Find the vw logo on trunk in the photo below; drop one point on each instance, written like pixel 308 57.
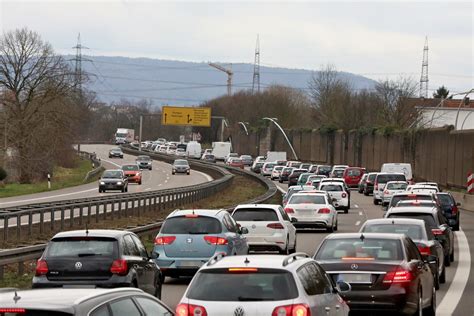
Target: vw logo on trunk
pixel 239 311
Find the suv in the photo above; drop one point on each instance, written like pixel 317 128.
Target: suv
pixel 181 166
pixel 263 285
pixel 269 227
pixel 188 238
pixel 113 180
pixel 103 258
pixel 80 302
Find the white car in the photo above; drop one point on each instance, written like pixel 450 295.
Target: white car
pixel 269 227
pixel 263 285
pixel 338 194
pixel 391 188
pixel 312 209
pixel 276 172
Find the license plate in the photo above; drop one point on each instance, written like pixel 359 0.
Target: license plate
pixel 193 264
pixel 355 278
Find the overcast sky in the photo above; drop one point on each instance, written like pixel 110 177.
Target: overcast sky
pixel 379 39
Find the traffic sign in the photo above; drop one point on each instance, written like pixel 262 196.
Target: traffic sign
pixel 188 116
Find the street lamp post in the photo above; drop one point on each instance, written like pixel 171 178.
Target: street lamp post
pixel 273 120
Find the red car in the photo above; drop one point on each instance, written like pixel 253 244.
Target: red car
pixel 352 176
pixel 133 173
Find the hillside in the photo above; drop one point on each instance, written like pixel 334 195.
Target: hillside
pixel 184 83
+++
Can you print all the items above verbatim, leaving out the picture?

- [Response below]
Find the vw logo on trunk in the photo below; drop one point on each instance, written like pixel 308 57.
Target: vw logo on trunk
pixel 239 311
Find the suv in the photo above; drop one point on each instance, written like pixel 317 128.
Target: suv
pixel 181 166
pixel 263 285
pixel 269 227
pixel 188 238
pixel 113 180
pixel 103 258
pixel 80 302
Find the white car in the photo above; drop one point on each instance, written like pixel 450 295.
Target: white car
pixel 269 227
pixel 263 285
pixel 338 194
pixel 391 188
pixel 312 209
pixel 276 172
Find the license plate in the photo above; drop one point on each instance, written like pixel 359 0.
Target: license plate
pixel 193 264
pixel 355 278
Find the overcast sky in the photo above; drop one point on each instance, written like pixel 110 177.
Target: overcast sky
pixel 379 39
Find the traffic sign in the photo above; drop one point on each instance, written like pixel 262 196.
Target: traffic sign
pixel 188 116
Find the street lamp post in the photo above; drop one point on each instance, written like pixel 171 178.
Target: street lamp post
pixel 273 120
Find the red car in the photo above; drop one point on each instance, written like pixel 253 244.
Target: red car
pixel 352 176
pixel 133 173
Find the hillside in the photo above; drop one point on each instance, written like pixel 334 195.
Target: hillside
pixel 184 83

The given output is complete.